# Aim of the exercise
Every single record needs to be restated word for word.

•••

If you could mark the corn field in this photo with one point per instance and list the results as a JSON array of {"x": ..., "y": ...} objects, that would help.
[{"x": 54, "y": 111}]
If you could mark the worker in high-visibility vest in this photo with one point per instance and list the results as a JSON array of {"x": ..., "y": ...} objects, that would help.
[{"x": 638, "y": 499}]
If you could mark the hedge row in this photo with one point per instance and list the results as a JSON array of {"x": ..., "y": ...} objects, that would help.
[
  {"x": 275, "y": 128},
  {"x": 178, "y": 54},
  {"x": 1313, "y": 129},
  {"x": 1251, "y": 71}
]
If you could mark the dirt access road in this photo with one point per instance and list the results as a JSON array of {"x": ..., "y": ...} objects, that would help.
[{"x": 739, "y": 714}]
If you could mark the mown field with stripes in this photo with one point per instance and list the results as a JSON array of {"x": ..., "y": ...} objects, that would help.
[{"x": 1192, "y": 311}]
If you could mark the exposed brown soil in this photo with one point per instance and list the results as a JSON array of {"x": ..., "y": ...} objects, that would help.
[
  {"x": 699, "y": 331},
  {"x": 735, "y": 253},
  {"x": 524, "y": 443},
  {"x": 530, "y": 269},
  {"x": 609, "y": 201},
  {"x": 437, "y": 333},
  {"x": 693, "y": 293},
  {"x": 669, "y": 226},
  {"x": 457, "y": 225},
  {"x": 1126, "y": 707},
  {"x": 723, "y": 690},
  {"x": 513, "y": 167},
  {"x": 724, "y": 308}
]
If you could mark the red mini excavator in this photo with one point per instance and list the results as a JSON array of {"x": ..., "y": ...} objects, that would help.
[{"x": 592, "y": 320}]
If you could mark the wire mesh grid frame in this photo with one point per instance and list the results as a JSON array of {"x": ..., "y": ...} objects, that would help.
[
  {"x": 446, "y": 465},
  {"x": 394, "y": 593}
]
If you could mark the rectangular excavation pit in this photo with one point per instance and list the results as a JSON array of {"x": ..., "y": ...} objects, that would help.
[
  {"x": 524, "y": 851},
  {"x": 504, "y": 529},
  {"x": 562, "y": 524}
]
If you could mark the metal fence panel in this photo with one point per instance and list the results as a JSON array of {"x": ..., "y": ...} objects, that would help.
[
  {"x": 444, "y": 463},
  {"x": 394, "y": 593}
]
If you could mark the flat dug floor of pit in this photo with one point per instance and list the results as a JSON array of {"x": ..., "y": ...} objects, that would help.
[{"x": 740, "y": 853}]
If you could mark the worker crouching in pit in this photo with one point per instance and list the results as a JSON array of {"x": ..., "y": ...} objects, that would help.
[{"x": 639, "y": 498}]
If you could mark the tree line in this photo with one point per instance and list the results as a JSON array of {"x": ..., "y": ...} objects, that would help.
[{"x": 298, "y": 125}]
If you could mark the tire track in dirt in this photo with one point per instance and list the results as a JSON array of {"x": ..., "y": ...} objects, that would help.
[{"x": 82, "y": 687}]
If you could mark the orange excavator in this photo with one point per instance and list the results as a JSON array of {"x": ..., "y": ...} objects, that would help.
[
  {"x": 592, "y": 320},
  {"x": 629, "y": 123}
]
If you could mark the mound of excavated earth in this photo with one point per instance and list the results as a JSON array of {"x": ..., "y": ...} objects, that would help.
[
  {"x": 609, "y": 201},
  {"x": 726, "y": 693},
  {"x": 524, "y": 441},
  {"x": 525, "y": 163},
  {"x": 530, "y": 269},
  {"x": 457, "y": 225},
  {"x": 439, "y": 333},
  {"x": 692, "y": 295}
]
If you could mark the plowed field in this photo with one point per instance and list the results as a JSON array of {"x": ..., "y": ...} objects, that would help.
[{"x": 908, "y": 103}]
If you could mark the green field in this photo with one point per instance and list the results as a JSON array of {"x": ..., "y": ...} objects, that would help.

•••

# Your response
If you could mark the corn field in this photo with one point per instance and list the results as a JSON array of {"x": ..., "y": ...} objects, that would help.
[{"x": 54, "y": 111}]
If you could mark the worker in high-visibility vest in this photo with one point per instance and list the results as a JSON array of {"x": ..., "y": ...} objects, that would help.
[{"x": 638, "y": 499}]
If you could mark the hedge row in this photo with one point per instance and list the results as a JSON array of {"x": ..., "y": ...} objects, that would help.
[
  {"x": 275, "y": 128},
  {"x": 178, "y": 54},
  {"x": 1313, "y": 129},
  {"x": 1251, "y": 71}
]
If you could mark the dirt access road in this photo with one point per instance and list the results as a JSON array of {"x": ..., "y": ...} objects, that would help.
[{"x": 739, "y": 714}]
If you could mark the mown field with stripes in this photo with one point per instance and list the results as a JSON array of {"x": ..., "y": ...} objects, that would help.
[{"x": 1192, "y": 311}]
If you could mark the exposed brown soil in this photo with one point per instance and list the results as a JSON array of {"x": ..., "y": ...} objects, that would help.
[
  {"x": 699, "y": 331},
  {"x": 735, "y": 253},
  {"x": 524, "y": 443},
  {"x": 530, "y": 269},
  {"x": 609, "y": 201},
  {"x": 437, "y": 333},
  {"x": 693, "y": 293},
  {"x": 669, "y": 226},
  {"x": 457, "y": 225},
  {"x": 1126, "y": 707},
  {"x": 723, "y": 690},
  {"x": 513, "y": 167},
  {"x": 724, "y": 308}
]
If you could mark the red mini excavator in this photo with one point per instance and list the results as a JSON array of {"x": ..., "y": ...} objects, that would help.
[{"x": 592, "y": 320}]
If you could mark the wire mesh grid frame in this photo with one point per instance and list the results as a JSON array of {"x": ..., "y": ...} objects, that would help.
[
  {"x": 446, "y": 465},
  {"x": 394, "y": 593}
]
If you could mark the rectangular excavation pit in this photo with one point per instance and list the results as a JSON array of {"x": ..., "y": ...} objects, that would help.
[
  {"x": 524, "y": 851},
  {"x": 504, "y": 529},
  {"x": 562, "y": 524}
]
If you could mark the metal fence panel in this photo with one point per instance and list the results as a JSON array of {"x": ..., "y": ...} objects, that would help.
[
  {"x": 444, "y": 463},
  {"x": 394, "y": 593}
]
If you could mark the flat dug floor of pit in this photo with one point per instance and list the results as a JSON array of {"x": ..., "y": ...} objects, that would help.
[{"x": 740, "y": 853}]
If you could mark the worker crouching in pit in this photo with one point per instance and list the results as a JSON array of {"x": ..., "y": ...} objects, that would help.
[{"x": 639, "y": 498}]
If you could mark the tree line in this photo with one point per instance and list the results as a JSON array of {"x": ..., "y": ...} objects, that would help.
[{"x": 298, "y": 125}]
If you could mark the tire track in dirt in this photo with one point per instance and list the results as a JSON array of {"x": ..., "y": ...} objects, that would help.
[{"x": 82, "y": 687}]
If you could mark the orange excavator in this photo with one point per instance and list the results as a JSON array of {"x": ..., "y": ...} objects, that would help.
[
  {"x": 592, "y": 320},
  {"x": 629, "y": 123}
]
If you could mark the mound of excavated earth in this photo with one point per instance and list the results as a JSON array of {"x": ..., "y": ...} objects, that would help.
[
  {"x": 609, "y": 201},
  {"x": 726, "y": 693},
  {"x": 524, "y": 441},
  {"x": 525, "y": 163},
  {"x": 530, "y": 269},
  {"x": 457, "y": 225},
  {"x": 439, "y": 333},
  {"x": 692, "y": 295}
]
If you could mark the plowed field in this photo with one point per instance and list the results as a JSON array of {"x": ..., "y": ...} objects, that would help.
[{"x": 908, "y": 103}]
If you could mark the green field in this photo with one point per instance and list the results as a JSON array of {"x": ..., "y": ...} objects, that would help.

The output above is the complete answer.